[Requirement]
Filter the material below and copy each line that contains the word "drop".

[Rows]
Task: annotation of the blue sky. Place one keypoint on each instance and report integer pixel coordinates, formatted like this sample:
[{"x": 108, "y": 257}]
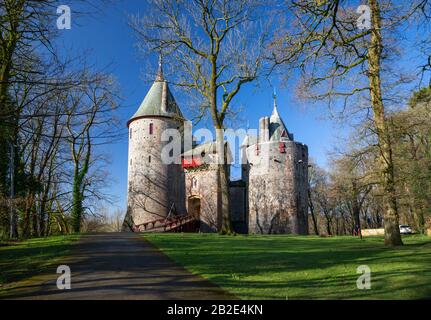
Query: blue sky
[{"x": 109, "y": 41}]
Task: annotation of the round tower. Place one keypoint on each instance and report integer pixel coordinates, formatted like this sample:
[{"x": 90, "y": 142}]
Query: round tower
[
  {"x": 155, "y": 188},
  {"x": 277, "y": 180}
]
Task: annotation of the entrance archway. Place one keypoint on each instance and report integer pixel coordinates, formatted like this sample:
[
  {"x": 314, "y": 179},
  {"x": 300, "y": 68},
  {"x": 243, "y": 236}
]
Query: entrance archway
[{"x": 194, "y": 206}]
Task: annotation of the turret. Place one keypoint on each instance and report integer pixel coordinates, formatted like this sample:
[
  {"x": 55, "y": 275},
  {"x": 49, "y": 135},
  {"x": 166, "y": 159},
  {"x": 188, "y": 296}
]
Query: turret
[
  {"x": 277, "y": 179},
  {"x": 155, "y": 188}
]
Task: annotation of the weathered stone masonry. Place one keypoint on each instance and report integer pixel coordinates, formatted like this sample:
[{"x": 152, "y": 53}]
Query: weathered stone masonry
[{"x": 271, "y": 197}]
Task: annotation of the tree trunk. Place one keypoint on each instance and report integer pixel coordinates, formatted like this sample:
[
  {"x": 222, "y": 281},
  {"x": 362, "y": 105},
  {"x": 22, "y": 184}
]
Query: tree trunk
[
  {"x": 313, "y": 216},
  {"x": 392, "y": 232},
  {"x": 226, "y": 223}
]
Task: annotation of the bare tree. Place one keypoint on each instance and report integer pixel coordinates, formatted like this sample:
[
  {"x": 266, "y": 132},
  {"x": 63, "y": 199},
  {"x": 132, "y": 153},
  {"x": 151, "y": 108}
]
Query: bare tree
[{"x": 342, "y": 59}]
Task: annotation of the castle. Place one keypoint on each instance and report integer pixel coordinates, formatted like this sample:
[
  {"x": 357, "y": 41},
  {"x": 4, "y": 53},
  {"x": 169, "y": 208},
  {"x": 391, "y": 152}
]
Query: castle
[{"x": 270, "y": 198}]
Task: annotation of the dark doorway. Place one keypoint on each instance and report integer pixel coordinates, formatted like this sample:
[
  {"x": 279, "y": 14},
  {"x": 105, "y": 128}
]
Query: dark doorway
...
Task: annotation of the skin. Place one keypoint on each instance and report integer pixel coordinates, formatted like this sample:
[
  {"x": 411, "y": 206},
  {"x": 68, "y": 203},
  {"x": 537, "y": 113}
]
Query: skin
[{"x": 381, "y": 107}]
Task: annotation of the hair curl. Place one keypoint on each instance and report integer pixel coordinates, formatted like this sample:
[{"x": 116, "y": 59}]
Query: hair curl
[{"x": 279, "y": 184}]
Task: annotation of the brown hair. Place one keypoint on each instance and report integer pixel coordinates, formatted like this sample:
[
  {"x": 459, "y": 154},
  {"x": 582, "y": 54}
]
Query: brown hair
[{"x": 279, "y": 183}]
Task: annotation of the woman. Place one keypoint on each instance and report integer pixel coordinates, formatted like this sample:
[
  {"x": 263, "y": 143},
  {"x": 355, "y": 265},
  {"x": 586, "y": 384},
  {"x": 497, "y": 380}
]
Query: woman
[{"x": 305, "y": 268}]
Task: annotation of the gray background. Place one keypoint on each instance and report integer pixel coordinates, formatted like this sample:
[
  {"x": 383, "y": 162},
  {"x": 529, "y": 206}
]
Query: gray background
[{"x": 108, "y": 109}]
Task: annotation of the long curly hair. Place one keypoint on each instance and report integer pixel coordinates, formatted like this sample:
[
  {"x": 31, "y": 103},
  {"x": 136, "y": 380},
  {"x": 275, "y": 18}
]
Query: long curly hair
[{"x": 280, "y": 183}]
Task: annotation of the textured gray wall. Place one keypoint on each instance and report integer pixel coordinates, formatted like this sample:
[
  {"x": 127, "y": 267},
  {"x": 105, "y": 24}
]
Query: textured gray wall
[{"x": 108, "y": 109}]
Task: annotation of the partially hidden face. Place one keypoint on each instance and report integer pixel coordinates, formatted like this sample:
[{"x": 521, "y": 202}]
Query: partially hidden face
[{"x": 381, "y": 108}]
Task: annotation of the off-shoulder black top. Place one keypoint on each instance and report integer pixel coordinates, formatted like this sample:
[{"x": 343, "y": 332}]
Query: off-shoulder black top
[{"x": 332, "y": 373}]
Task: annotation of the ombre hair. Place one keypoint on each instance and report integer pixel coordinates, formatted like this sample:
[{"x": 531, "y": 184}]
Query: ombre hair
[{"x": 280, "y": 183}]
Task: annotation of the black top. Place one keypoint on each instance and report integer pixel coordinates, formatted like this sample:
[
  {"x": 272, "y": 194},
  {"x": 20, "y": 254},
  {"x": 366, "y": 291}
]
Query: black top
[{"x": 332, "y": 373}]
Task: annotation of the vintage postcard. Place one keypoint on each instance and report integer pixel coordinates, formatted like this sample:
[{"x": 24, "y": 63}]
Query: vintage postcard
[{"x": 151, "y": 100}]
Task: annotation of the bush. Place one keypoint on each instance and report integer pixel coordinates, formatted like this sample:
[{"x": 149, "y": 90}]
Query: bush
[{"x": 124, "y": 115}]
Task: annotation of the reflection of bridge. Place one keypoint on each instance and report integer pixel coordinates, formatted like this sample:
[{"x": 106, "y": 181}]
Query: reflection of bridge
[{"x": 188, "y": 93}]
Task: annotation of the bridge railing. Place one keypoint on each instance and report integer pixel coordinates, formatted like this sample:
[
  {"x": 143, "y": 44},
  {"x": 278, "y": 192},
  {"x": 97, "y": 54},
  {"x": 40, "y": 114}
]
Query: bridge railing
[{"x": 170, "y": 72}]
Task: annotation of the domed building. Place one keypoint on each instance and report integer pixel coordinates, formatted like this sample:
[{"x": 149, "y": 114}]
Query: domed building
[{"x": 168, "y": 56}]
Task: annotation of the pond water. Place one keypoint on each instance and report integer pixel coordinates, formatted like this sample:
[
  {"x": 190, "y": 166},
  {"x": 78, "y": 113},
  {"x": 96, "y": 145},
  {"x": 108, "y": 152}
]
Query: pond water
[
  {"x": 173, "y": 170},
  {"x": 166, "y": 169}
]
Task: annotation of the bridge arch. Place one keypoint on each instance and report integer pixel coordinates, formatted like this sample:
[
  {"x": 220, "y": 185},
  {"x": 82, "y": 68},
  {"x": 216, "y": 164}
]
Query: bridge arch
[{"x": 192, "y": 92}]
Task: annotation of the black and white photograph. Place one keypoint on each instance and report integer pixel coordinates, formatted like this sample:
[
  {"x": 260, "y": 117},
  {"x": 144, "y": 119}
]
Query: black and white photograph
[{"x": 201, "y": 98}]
* * *
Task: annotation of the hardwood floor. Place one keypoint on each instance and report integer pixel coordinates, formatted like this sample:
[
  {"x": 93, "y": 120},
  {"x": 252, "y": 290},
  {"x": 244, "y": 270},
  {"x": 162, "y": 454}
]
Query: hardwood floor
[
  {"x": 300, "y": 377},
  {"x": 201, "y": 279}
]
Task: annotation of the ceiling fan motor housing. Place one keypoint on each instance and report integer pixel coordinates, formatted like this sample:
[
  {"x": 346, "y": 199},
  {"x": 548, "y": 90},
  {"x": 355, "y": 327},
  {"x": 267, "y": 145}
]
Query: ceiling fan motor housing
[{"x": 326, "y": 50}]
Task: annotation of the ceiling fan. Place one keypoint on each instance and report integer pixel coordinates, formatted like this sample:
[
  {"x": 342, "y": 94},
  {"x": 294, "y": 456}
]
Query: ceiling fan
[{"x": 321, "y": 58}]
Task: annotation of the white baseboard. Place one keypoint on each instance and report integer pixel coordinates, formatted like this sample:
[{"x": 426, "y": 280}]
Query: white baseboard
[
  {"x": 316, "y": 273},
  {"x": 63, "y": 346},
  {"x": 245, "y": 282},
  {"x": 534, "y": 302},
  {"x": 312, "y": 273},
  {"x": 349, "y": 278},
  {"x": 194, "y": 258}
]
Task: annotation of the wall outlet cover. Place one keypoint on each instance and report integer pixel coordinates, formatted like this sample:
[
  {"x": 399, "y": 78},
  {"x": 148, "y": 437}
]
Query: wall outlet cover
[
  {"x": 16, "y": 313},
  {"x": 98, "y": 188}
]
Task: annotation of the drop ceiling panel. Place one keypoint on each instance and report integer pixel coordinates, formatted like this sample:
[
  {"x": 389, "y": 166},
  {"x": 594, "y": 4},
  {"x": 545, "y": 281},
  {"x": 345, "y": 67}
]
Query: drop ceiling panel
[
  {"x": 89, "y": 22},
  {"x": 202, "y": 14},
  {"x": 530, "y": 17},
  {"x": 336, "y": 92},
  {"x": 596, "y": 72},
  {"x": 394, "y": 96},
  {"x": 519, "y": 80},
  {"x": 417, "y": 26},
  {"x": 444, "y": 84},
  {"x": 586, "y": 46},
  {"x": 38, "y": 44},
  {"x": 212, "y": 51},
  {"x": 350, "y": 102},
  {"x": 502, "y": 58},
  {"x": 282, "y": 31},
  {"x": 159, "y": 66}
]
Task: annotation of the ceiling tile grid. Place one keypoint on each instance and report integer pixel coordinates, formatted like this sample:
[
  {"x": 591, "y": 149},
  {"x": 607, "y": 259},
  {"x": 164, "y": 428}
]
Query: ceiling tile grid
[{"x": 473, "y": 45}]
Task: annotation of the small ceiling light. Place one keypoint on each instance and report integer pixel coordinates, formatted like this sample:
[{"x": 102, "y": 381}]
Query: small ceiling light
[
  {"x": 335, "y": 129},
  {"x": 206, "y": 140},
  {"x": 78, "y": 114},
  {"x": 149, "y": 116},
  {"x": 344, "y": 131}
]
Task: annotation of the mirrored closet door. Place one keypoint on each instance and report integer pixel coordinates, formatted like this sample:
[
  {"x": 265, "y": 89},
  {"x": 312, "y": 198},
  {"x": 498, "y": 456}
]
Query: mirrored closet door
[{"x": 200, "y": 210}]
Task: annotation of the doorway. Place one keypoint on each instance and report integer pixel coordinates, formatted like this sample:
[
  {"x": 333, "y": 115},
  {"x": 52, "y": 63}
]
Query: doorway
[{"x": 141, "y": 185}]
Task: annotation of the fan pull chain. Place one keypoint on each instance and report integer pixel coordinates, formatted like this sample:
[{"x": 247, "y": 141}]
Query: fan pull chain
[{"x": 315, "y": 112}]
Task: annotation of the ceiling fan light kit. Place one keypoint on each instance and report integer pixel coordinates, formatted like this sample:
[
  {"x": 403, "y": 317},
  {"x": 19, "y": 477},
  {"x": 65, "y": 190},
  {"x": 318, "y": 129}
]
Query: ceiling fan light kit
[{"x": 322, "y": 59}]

[Response to this task]
Task: annotation of the drop ceiling panel. Place one keypoint on each instance and report integer pixel coordinates, formatted like this sample:
Query: drop ceiling panel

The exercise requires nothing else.